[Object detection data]
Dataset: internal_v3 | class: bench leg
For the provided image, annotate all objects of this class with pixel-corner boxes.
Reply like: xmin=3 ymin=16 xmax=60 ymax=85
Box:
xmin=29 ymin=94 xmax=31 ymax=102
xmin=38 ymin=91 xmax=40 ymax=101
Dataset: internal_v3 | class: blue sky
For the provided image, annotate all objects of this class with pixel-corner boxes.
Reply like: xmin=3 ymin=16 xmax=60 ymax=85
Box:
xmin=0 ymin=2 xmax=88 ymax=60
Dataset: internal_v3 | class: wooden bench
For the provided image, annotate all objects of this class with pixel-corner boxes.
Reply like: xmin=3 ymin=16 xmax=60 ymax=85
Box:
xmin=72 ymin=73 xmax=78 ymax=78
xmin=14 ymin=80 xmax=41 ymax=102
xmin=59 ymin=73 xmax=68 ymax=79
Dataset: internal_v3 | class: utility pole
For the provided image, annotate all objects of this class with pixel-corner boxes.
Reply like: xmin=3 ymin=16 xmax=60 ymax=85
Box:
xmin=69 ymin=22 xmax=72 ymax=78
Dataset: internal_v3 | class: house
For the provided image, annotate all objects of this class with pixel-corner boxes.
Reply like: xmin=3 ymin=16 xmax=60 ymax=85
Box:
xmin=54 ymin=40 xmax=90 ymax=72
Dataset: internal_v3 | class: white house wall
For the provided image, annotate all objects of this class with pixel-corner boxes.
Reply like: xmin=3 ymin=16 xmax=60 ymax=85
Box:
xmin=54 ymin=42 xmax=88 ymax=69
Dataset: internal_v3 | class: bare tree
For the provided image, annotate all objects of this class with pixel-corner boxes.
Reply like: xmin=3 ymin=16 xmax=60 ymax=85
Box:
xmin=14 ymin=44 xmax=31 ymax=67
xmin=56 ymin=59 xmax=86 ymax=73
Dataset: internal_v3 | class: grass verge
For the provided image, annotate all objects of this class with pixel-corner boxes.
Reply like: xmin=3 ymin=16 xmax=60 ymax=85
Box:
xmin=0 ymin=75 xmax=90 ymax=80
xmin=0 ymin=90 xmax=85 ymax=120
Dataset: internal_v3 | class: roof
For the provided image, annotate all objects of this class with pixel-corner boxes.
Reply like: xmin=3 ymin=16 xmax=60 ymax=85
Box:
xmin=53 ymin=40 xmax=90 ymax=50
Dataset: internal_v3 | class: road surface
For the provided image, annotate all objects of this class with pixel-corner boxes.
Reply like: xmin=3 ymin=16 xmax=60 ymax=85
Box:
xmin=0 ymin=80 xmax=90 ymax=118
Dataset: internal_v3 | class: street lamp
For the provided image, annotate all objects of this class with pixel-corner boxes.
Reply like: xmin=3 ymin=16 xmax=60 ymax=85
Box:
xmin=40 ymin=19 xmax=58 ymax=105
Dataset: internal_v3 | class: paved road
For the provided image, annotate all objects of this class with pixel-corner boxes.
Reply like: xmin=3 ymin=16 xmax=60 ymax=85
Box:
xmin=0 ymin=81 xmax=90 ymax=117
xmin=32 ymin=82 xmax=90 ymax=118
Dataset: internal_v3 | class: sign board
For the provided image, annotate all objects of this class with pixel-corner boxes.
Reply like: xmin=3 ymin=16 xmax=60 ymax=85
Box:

TASK: Switch "annotate" to "mark" from the line with "Dataset: internal_v3 | class: street lamp" through the end of the listing, leaving everything else unchanged. Give back only those lines.

SOLUTION TO THIS TASK:
Dataset: internal_v3 | class: street lamp
For the provided image, mark all objects of this class with pixel-corner boxes.
Reply like: xmin=3 ymin=16 xmax=60 ymax=85
Box:
xmin=40 ymin=19 xmax=58 ymax=105
Dataset: internal_v3 | class: paved road
For the provided image, mark all objects of this class with pixel-corner boxes.
Reply like: xmin=3 ymin=16 xmax=60 ymax=85
Box:
xmin=0 ymin=81 xmax=90 ymax=117
xmin=32 ymin=82 xmax=90 ymax=118
Dataset: internal_v3 | class: sign board
For the provided image, mark all objects of this class with pixel-corner boxes.
Reply like: xmin=3 ymin=16 xmax=60 ymax=85
Box:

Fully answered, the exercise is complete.